(Exercise prompt)
Rewrite the lines below as a numbered list, leaving out the blank lines.
[START OF Records to use]
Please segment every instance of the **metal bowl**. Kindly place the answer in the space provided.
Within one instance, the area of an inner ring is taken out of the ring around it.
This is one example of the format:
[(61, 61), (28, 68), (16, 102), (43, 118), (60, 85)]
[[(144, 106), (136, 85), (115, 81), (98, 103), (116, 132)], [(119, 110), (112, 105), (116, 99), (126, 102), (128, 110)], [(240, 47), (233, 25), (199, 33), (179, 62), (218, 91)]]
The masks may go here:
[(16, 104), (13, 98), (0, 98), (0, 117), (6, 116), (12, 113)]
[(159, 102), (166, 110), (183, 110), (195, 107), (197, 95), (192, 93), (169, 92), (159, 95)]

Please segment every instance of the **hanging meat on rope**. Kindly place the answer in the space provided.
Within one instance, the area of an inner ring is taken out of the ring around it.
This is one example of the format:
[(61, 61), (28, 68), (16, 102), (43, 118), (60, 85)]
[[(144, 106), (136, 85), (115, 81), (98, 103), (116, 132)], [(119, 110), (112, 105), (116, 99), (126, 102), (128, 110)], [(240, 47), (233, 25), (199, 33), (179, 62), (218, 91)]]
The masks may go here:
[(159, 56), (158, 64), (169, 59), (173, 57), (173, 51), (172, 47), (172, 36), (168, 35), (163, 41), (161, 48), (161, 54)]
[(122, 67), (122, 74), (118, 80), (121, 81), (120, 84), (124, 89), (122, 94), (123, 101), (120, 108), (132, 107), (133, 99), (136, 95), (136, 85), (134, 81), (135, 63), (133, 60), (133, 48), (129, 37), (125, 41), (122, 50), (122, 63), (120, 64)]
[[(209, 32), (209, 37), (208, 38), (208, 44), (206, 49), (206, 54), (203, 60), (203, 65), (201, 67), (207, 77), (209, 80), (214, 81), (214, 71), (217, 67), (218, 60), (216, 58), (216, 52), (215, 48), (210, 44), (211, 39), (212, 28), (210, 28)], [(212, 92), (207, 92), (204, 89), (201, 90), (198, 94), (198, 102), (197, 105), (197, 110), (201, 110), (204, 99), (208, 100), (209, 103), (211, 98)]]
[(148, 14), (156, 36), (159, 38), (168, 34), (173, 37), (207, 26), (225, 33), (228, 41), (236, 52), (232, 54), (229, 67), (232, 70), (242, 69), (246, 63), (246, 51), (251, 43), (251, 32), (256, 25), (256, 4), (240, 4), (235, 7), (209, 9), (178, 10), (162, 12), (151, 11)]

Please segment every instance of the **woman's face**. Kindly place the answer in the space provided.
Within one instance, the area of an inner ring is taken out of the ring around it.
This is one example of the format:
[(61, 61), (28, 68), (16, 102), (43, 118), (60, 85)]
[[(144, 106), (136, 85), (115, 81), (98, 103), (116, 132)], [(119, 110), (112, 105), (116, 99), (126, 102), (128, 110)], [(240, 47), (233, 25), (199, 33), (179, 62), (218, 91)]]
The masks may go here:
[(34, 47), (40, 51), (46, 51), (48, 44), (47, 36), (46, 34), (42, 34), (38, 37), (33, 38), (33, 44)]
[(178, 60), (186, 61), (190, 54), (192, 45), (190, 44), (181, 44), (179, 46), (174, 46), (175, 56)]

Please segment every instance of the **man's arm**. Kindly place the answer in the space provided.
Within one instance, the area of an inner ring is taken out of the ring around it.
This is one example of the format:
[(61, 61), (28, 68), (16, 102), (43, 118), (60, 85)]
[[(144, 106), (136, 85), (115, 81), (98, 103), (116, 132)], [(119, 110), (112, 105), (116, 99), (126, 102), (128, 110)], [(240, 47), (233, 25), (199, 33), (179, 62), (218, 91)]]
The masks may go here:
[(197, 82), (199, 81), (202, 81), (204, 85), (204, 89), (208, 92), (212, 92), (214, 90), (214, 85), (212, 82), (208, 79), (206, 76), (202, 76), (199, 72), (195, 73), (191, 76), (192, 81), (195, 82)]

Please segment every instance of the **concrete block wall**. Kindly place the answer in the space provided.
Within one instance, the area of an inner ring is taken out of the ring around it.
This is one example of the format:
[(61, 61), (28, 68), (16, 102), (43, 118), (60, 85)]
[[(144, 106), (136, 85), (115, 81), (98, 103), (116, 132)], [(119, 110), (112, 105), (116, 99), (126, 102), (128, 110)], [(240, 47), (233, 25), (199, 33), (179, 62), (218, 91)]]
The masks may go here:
[END OF Records to use]
(Solution to this problem)
1. Please segment every instance of the **metal bowl**. Kindly place the answer in the space provided.
2. Within one instance, the area of an inner ring is taken out of the ring around it.
3. This is one example of the format:
4. [(61, 61), (28, 68), (16, 102), (43, 118), (60, 85)]
5. [[(144, 106), (136, 85), (115, 81), (98, 103), (116, 132)], [(119, 110), (112, 105), (116, 99), (126, 102), (128, 110)], [(240, 47), (233, 25), (199, 33), (179, 62), (218, 91)]]
6. The masks may go here:
7. [(16, 104), (13, 98), (0, 98), (0, 117), (6, 116), (12, 113)]
8. [(159, 102), (166, 110), (183, 110), (195, 107), (197, 95), (192, 93), (169, 92), (159, 95)]
9. Please segment every instance of the **hanging meat on rope**. Kindly place the answer in the space provided.
10. Within one instance, the area of an inner ring is taken out of the ring around it.
11. This is one example of the format:
12. [(61, 61), (28, 68), (16, 102), (43, 118), (60, 85)]
13. [[(144, 106), (136, 85), (115, 81), (98, 103), (116, 132)], [(119, 110), (112, 105), (116, 99), (126, 102), (128, 110)], [(240, 47), (233, 25), (199, 33), (179, 62), (218, 91)]]
14. The masks may go here:
15. [(159, 56), (158, 64), (169, 59), (173, 57), (173, 51), (172, 47), (172, 36), (168, 35), (163, 41), (161, 48), (161, 54)]
16. [(122, 67), (122, 74), (118, 80), (121, 81), (120, 84), (124, 89), (122, 94), (123, 101), (120, 108), (132, 107), (133, 99), (136, 95), (136, 85), (134, 81), (135, 63), (133, 60), (133, 48), (129, 37), (125, 41), (122, 50), (122, 63), (120, 64)]
17. [[(209, 32), (209, 37), (208, 38), (208, 44), (206, 49), (206, 54), (203, 60), (203, 65), (201, 67), (207, 77), (209, 80), (214, 81), (214, 71), (217, 67), (218, 60), (216, 58), (216, 52), (215, 48), (210, 44), (211, 39), (212, 28), (210, 28)], [(212, 92), (207, 92), (204, 89), (201, 90), (198, 94), (198, 102), (197, 105), (197, 110), (201, 110), (204, 99), (208, 100), (209, 103), (211, 98)]]
18. [(148, 14), (156, 36), (159, 38), (168, 34), (173, 37), (207, 26), (225, 33), (228, 41), (236, 52), (232, 54), (229, 67), (232, 70), (242, 69), (246, 63), (246, 51), (251, 43), (251, 32), (256, 25), (256, 4), (240, 4), (235, 7), (209, 9), (178, 10), (162, 12), (151, 11)]
19. Please segment every instance of the **woman's face**. Kindly place the answer in the space provided.
20. Within one instance, the area of an inner ring is taken out of the ring around it.
21. This is one example of the format:
22. [(61, 61), (28, 68), (16, 102), (43, 118), (60, 85)]
23. [[(144, 106), (136, 85), (115, 81), (98, 103), (116, 132)], [(119, 110), (112, 105), (116, 99), (126, 102), (128, 110)], [(240, 47), (233, 25), (199, 33), (179, 62), (218, 91)]]
24. The masks may go here:
25. [(34, 47), (40, 51), (46, 51), (48, 44), (47, 36), (46, 34), (42, 34), (38, 37), (33, 38), (33, 44)]
26. [(178, 60), (186, 61), (190, 54), (192, 45), (190, 44), (181, 44), (179, 46), (174, 46), (175, 56)]
27. Please segment every instance of the **man's arm**. Kindly place the answer in the space provided.
28. Within one instance, the area of an inner ring is taken out of the ring around it.
29. This is one example of the format:
30. [(61, 61), (28, 68), (16, 102), (43, 118), (60, 85)]
31. [[(144, 106), (136, 85), (115, 81), (98, 103), (116, 132)], [(119, 110), (112, 105), (116, 99), (126, 102), (128, 110)], [(240, 47), (233, 25), (199, 33), (179, 62), (218, 91)]]
32. The masks may go here:
33. [(197, 82), (199, 81), (202, 81), (204, 85), (204, 89), (208, 92), (212, 92), (214, 90), (214, 85), (212, 82), (208, 79), (206, 76), (202, 76), (199, 72), (195, 73), (191, 76), (192, 81), (195, 82)]
34. Please segment every instance of the **concrete block wall**. Kindly place the answer in the space provided.
35. Within one instance, the area of an inner ring is taken out of the ring around it.
36. This is one example of the format:
37. [(61, 61), (28, 68), (16, 102), (43, 118), (60, 85)]
38. [[(144, 106), (136, 85), (115, 81), (98, 103), (116, 132)], [(119, 110), (112, 105), (116, 99), (126, 102), (128, 110)], [(240, 47), (233, 25), (199, 33), (179, 62), (218, 91)]]
39. The masks may go here:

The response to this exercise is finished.